DIRECTIONS
Give back the full listing, character for character, with no pictures.
══ DATA FOR THE TASK
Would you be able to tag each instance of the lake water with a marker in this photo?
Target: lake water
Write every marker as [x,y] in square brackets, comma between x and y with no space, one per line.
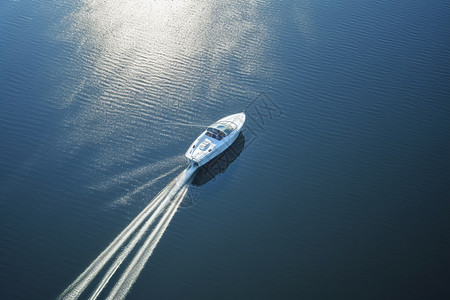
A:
[339,188]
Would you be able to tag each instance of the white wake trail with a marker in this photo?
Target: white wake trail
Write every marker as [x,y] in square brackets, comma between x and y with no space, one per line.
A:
[176,191]
[130,246]
[80,284]
[132,272]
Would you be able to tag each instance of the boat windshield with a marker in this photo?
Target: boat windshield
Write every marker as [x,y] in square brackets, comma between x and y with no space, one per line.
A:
[220,130]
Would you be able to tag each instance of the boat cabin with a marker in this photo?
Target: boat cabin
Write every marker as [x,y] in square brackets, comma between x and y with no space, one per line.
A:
[219,130]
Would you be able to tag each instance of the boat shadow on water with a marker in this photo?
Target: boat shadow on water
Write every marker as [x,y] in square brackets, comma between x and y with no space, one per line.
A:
[220,163]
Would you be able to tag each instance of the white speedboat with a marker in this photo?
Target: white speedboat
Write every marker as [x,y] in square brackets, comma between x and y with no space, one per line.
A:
[215,139]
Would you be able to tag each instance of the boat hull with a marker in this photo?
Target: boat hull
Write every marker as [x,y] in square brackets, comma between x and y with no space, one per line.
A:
[208,146]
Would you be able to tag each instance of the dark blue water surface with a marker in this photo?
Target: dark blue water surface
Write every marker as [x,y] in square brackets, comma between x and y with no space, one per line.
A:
[341,190]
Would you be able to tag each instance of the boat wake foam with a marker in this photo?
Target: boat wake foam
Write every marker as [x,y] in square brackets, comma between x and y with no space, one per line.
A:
[140,238]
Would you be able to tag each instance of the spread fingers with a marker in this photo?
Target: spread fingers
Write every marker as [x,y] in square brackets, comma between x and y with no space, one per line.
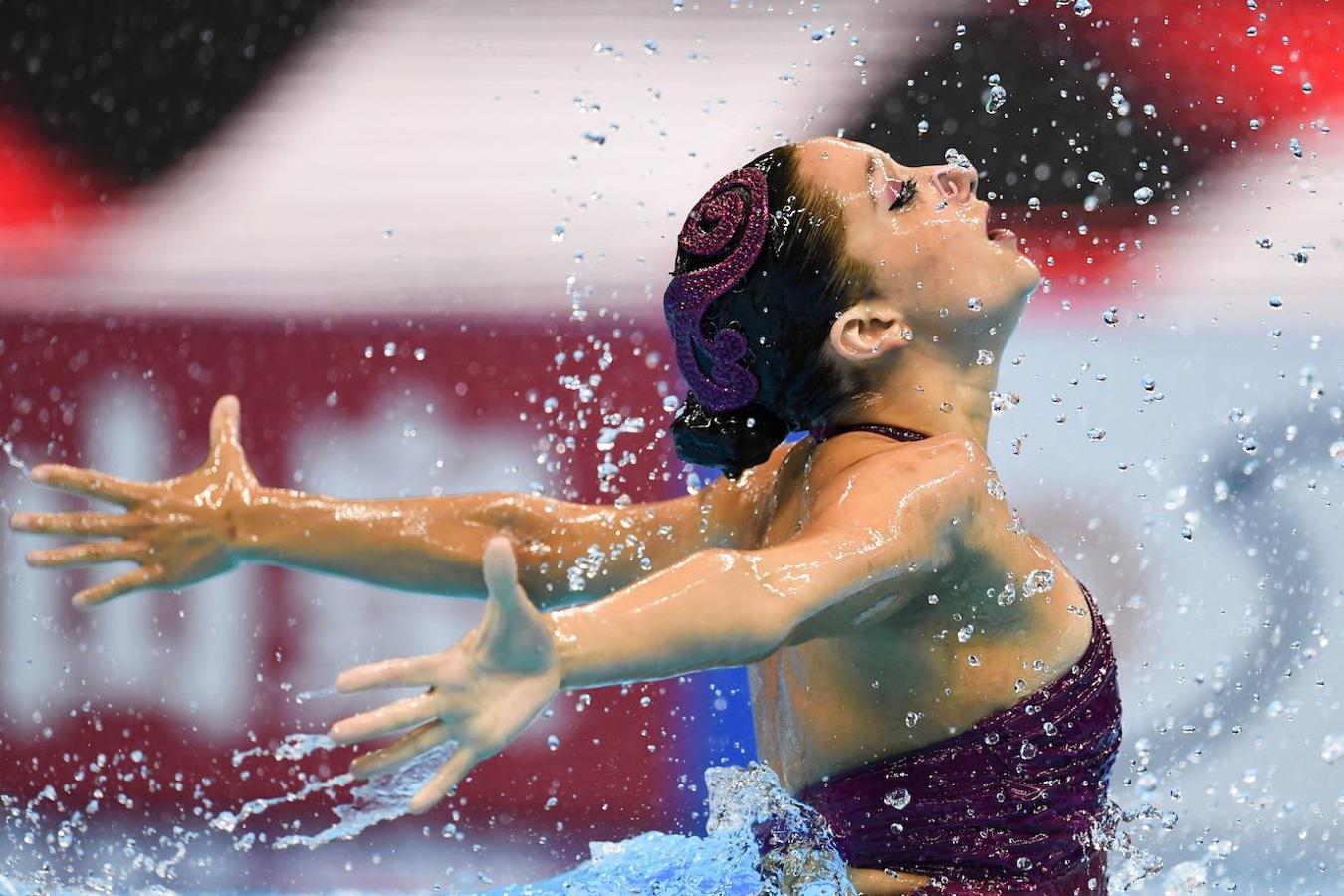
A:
[87,554]
[77,523]
[89,483]
[141,577]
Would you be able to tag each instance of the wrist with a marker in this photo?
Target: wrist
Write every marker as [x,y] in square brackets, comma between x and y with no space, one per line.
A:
[252,523]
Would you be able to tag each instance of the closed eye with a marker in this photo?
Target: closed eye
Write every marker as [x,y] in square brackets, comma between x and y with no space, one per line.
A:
[901,192]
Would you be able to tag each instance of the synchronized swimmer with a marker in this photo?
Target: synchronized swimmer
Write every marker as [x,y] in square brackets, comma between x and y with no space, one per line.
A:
[924,669]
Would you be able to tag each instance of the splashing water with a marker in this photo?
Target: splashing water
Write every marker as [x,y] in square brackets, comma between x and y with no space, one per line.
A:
[380,798]
[15,462]
[759,841]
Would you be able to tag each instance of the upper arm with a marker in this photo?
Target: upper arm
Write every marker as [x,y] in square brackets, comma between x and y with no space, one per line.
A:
[874,524]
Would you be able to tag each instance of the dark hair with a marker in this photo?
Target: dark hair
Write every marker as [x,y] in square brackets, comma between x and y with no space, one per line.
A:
[784,307]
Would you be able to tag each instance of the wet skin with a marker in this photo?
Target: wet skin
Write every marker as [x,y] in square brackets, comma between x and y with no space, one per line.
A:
[814,704]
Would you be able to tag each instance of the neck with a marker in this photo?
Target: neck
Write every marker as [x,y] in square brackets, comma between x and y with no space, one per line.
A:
[914,395]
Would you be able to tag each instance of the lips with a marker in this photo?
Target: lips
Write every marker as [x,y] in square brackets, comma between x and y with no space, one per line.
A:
[998,234]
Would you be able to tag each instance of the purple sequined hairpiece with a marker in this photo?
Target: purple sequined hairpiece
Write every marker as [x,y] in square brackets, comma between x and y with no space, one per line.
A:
[710,229]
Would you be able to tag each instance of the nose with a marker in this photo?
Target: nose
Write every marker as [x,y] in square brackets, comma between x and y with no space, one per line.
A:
[955,183]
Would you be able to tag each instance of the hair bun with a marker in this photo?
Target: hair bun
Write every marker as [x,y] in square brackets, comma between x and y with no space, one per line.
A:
[729,441]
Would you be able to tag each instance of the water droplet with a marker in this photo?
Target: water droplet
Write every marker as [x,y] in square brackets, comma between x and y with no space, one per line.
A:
[898,798]
[1037,581]
[997,99]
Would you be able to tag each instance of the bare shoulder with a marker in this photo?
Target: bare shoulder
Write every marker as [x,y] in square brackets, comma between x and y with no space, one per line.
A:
[736,510]
[943,469]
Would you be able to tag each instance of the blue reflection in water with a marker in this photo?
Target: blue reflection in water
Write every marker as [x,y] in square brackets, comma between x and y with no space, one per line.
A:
[748,807]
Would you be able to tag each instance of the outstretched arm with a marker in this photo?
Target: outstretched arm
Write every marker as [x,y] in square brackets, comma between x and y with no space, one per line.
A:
[719,607]
[190,528]
[726,607]
[566,551]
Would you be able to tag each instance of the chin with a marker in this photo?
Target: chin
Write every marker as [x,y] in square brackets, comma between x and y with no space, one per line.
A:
[1025,274]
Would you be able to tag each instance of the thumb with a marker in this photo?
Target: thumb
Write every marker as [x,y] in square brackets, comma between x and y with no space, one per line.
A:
[513,630]
[500,569]
[223,422]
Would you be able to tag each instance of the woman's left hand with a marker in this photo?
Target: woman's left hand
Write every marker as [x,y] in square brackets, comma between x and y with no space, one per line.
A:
[483,691]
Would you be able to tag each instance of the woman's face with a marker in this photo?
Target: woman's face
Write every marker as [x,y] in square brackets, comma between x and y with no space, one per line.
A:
[925,233]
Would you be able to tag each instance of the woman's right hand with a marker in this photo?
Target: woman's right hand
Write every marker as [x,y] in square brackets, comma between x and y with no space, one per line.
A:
[180,531]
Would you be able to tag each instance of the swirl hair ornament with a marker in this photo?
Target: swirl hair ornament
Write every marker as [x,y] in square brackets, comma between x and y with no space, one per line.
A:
[732,218]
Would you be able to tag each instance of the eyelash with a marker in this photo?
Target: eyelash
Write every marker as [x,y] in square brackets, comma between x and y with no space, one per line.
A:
[903,195]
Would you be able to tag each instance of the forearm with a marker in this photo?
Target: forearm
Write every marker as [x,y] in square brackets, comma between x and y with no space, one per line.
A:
[427,545]
[566,551]
[705,612]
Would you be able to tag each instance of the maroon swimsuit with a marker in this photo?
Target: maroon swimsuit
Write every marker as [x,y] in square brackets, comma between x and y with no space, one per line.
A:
[1010,804]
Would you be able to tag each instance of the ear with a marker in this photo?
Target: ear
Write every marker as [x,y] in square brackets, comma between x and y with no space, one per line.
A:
════
REPLY TO THE EXERCISE
Would you be able to tag each instance of the lake water with a marker in this photo?
Target: lake water
Write every marker as [x,y] in square brackets, comma between x and y with no space, one per line.
A:
[339,188]
Would you be able to tag each instance of the white wake trail with a marker in this photo?
Target: white wake trail
Write every marker as [x,y] in square brackets, comma between x and y with no space, one per line.
A:
[176,191]
[130,246]
[80,284]
[132,272]
Would you be able to tag each instance of the boat windshield with a marker in this photo?
Target: boat windshield
Write every marker as [x,y] in square brackets, comma between x and y with no space, one per line.
A:
[220,130]
Would you be able to tag each instance of the boat cabin with a marker in this photo?
Target: boat cabin
Write every marker as [x,y] in square brackets, comma between x and y with no space, one per line.
A:
[219,130]
Would you be able to tag each instance of the boat shadow on water with a marker in this photo?
Target: boat shadow on water
Write every marker as [x,y] in square brackets, comma between x and y with no space, one per line.
A:
[220,163]
Would you be able to tag each instance of the white speedboat with a marker in this photo?
Target: white speedboat
Write every marker as [x,y] in square brackets, comma between x and y with no space, one per line.
A:
[215,139]
Would you be able to tag each instance of the boat hull with a marker in this photo?
Target: boat hull
Write every marker as [x,y] in square brackets, comma between x and y with no space, one per line.
A:
[208,146]
Would you be able to tag each instance of the dark blue water surface with a marker in this photo?
Target: dark blue water surface
Write every marker as [x,y] in square brackets, comma between x and y with no space, one per line.
A:
[341,190]
Would you be able to tag each instance of the boat wake foam with a marker in this photo?
Target: boat wake foam
Write every marker as [x,y] in square brackets, comma between x and y with no space, one per line.
A:
[140,238]
Would you be able to tag each instance of the spread fingers with a marker in this photo?
Target: spread fingers
Write every marker as [x,y] in square brackets, comma between x and y with no space, one per line.
A:
[87,554]
[77,523]
[89,483]
[141,577]
Would you be able to tag each instance of the wrist with a marker in this photo?
Target: wrist
Write every marker as [x,y] in square brackets, comma between x and y with no space, one per line.
A:
[252,523]
Would you be able to tag each instance of the closed eye with a marker in this photo?
Target: closed eye
Write every marker as [x,y] in square brackets, comma between x and y with no space, one per line.
A:
[901,192]
Would you be able to tag each instance of the synchronized swimmer with a marker in this photo?
Target: synchronized swimmer
Write every marker as [x,y] in square brackets, comma between x and y with no space, one per line.
A:
[924,669]
Would you be able to tag each instance of the splashing water with a marker in this photo?
Target: splashing water
Write every marker as [x,y] in square brackets, comma between x and y with no space, one per line.
A:
[380,798]
[15,462]
[759,841]
Would you be able to tag each instance of the upper arm with a marker in this photo?
Target: upper arm
Write every marker as [x,y] in square brackets, comma between x and y with no space, one per line.
A:
[874,524]
Would you be able to tag each instance of the dark hair with a marker in this photo?
Target: dark hair
Write every marker as [x,y] in square brackets, comma between x and y with no space, one per line.
A:
[784,307]
Would you be able to tag each instance of the wet skin with a marker in this photo?
Target: wet skin
Write every marker as [x,y] in square brackets, comma between x and y with no space, one per line.
A:
[814,704]
Would you be able to tag each instance of the neck with a marker in this photo?
Target: neck
Write every marker as [x,y] in square brackets, comma between x and y with no space, one per line.
A:
[914,395]
Would you be able to tag each instance of the lips with a marker in this photo?
Target: lips
Write every marker as [x,y] in square brackets, comma between x and y with no space, one per line.
A:
[998,234]
Would you be able to tag each instance of the purple sequined hairpiece with a marker in this photo?
Target: purple sequined hairpiece
Write every marker as [x,y] in square brackets, comma between x and y with no space, one per line.
A:
[710,229]
Would you be able to tag each instance of the nose with a marker in this photo?
Target: nose
Write every marker as [x,y] in square brackets, comma between x and y with no space, one per line.
A:
[955,183]
Would you be able to tag each instance of the hair bun with a marker in this photo?
Target: hair bun
Write every marker as [x,y] in square brackets, comma between x and y with no space, one per line.
A:
[729,441]
Would you be able to tag each instance of the water droplet with a marker in this photo?
Target: water droplet
Write every marker as [x,y] in square brackets, comma between x and y with no space, one per line.
A:
[898,798]
[1037,581]
[997,99]
Would you be able to tag each instance of the bare shoulder with a marker in this photo?
Target: bare shoulder
Write every marker as [x,y] in square brackets, comma between x and y with no space, one per line.
A:
[736,510]
[943,469]
Would you be able to tag each instance of the blue reflection in water with a marker in this photo?
Target: blue reflection in water
Write every marker as [x,y] in square brackets, comma between x and y with no space, one per line.
A:
[748,807]
Would you be able to tag each instance of the outstretched arm with a marker in this photo?
Target: outstretched arm
Write every marker as [x,y] in square brackets, comma between x and y with no space, one per line.
A:
[719,607]
[190,528]
[726,607]
[566,551]
Would you be able to tag each instance of the chin with a marker in this photo?
Target: chin
Write every marker as [x,y] in square brackets, comma between x and y with no space, one per line.
A:
[1025,274]
Would you be able to tag each instance of the thumb with a marker in this photo?
Target: thumb
Write every marker as [x,y] in square brackets, comma between x and y with no space, one per line.
A:
[513,630]
[500,569]
[223,422]
Would you be able to tag each instance of the woman's left hand with a marker in this photo?
Target: woman's left hand
Write every marker as [x,y] in square brackets, comma between x and y with no space, one per line.
A:
[483,691]
Would you be able to tag each instance of the woman's face with a marker in this photo?
Target: woman's face
Write every marker as [x,y] in square brackets, comma between x and y with no space, one per line.
A:
[925,233]
Would you be able to tag each instance of the woman's right hand with a marker in this photo?
Target: woman's right hand
Write every marker as [x,y] in square brackets, comma between x and y with no space, one per line.
A:
[180,531]
Would you be able to tag each instance of the swirl hair ornament with a marker in this photo?
Target: swirl hair ornament
Write every marker as [x,y] in square brackets, comma between x and y with no space, one per line.
A:
[732,218]
Would you be able to tag each instance of the eyelash with a marker in this photo?
Target: eyelash
Write every marker as [x,y] in square brackets, comma between x and y with no space, one per line.
A:
[903,195]
Would you be able to tag each instance of the forearm with a marker in this photo?
Target: forearm
Write every marker as [x,y] in square brackets, comma between x and y with no space, one per line.
A:
[427,545]
[566,551]
[705,612]
Would you be able to tag each instance of the maroon swimsuit with a marker in this photo?
Target: maroon swimsuit
Write every marker as [x,y] in square brackets, comma between x and y with no space, one per line.
A:
[1010,804]
Would you be able to tag each instance of the ear with a marker in this photo?
Target: ear
Write every marker as [x,y] in square brackets, comma between x and y with no space, one per line.
A:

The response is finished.